* _Work request_
Starting with the first line of the data below, copy each line up to and including the one containing "find | clear water". Pictures stay out.

[Stored data]
=== Section Start ===
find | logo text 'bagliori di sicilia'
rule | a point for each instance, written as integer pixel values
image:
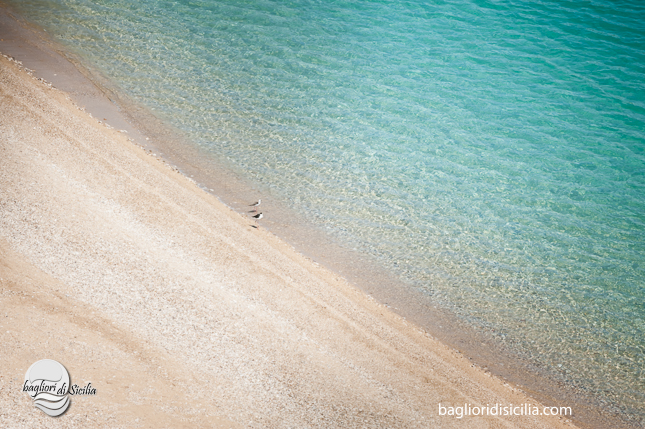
(47, 383)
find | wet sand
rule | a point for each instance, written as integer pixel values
(183, 312)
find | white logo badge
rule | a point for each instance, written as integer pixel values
(47, 382)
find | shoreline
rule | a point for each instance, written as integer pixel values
(422, 316)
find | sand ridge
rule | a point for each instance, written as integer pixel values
(208, 320)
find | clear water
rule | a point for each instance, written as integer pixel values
(491, 153)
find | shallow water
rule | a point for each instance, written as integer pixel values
(491, 154)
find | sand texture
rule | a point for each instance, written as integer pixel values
(178, 310)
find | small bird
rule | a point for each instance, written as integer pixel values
(255, 205)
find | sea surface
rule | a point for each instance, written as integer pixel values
(488, 153)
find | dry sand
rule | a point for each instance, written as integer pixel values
(178, 310)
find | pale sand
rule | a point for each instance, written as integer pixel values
(178, 311)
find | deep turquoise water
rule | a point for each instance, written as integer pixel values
(491, 153)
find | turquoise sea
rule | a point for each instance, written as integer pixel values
(490, 153)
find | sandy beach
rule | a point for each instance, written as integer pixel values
(182, 312)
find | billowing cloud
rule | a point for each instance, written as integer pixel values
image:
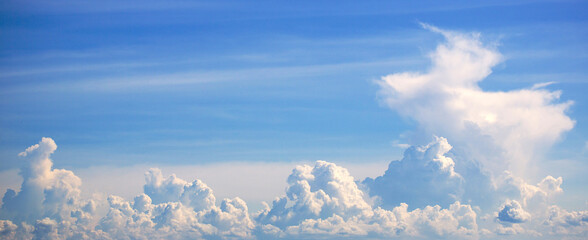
=== Section End ===
* _Solution for this problem_
find | logo text 'bagliori di sicilia'
rule | a point for each instance, written as integer pixel values
image:
(47, 383)
find | wet sand
rule | a point for each instance, written as integer pixel values
(183, 312)
find | white logo badge
rule | a point for each instance, written as integer pixel values
(47, 382)
find | shoreline
rule | a point for each instance, written as integer pixel values
(422, 316)
find | sand ridge
rule | a point for each instance, written as integer pixel values
(208, 320)
find | clear water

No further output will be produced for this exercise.